● **Text for analysis**
The Overlap / Union

The Overlap: Olympic qualifying and the meaning of failure

Photo credit: Paul Rudderow

Hello, and welcome to the first edition of The Overlap. I’m Jeremy Lane, a longtime PSP-er, but I’ve been on a writing hiatus for several years. In this space, I’ll be talking about soccer and the Union, of course, but also the many ways in which the world’s game intersects with the rest of our lives. Plus, who doesn’t love a play on words?

On Sunday night, the USMNT U-23s lost to Honduras, 2–1, in the semifinals of the 2020 CONCACAF Olympic Qualifying Tournament, thus missing the Olympics for the third consecutive time. If that sounds familiar, it’s because Honduras beat the U.S. the last time around, way back in 2015, at the same stage of the tournament. Back then the U.S. had one more chance, but blew that, losing to Colombia, 3–2 in a play-in game. There’s no such out this year, so the U.S. men are done.

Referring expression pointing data
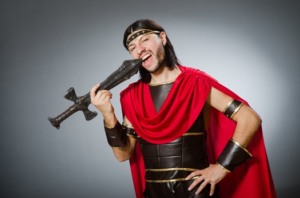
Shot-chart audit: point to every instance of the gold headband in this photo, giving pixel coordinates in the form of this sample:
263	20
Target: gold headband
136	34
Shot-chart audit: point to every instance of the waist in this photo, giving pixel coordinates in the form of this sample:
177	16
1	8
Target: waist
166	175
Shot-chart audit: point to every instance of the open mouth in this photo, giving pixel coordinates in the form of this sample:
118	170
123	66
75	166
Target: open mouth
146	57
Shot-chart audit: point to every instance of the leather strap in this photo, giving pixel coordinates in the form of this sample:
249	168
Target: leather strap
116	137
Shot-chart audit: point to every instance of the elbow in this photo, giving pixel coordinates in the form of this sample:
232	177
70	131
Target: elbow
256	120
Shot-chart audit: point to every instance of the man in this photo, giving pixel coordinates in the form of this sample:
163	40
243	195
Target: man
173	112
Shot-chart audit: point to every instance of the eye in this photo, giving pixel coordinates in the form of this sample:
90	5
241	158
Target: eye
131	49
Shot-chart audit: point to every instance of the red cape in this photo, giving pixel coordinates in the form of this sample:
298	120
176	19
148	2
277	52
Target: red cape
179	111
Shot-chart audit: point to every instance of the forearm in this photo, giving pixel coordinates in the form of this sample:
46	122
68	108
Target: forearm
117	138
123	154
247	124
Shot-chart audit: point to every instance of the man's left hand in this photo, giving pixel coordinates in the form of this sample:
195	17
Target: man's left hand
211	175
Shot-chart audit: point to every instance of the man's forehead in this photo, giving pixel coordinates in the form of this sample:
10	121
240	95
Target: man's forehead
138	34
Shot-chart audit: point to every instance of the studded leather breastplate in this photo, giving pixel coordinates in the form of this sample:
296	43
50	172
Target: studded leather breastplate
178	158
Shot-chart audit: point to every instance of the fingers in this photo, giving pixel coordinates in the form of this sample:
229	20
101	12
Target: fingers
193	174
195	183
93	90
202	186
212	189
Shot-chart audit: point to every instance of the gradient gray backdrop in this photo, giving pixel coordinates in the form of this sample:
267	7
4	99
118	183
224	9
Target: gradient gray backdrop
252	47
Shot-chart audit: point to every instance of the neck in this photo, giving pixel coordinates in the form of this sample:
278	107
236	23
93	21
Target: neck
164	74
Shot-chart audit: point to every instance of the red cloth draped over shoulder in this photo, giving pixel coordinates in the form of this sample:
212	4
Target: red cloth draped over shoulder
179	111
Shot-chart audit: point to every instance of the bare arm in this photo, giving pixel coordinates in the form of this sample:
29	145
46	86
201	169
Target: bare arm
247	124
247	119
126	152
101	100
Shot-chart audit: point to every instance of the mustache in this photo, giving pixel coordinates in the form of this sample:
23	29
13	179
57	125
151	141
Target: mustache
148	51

● **Work to complete**
a) List every national team named in the column on Olympic qualifying.
b) According to the column on Olympic qualifying, what was the final score of Sunday night's semifinal?
c) Using the column on Olympic qualifying, explain why the loss to Honduras ends the U.S. men's run this year.

● **Answers in order**
a) The U.S. (the USMNT U-23s), Honduras, and Colombia.

b) Honduras beat the U.S., 2–1.

c) In 2015 the U.S. still had one more chance after losing to Honduras, a play-in game against Colombia. This year there is no such second chance, so the semifinal loss leaves the U.S. men out of the Olympics.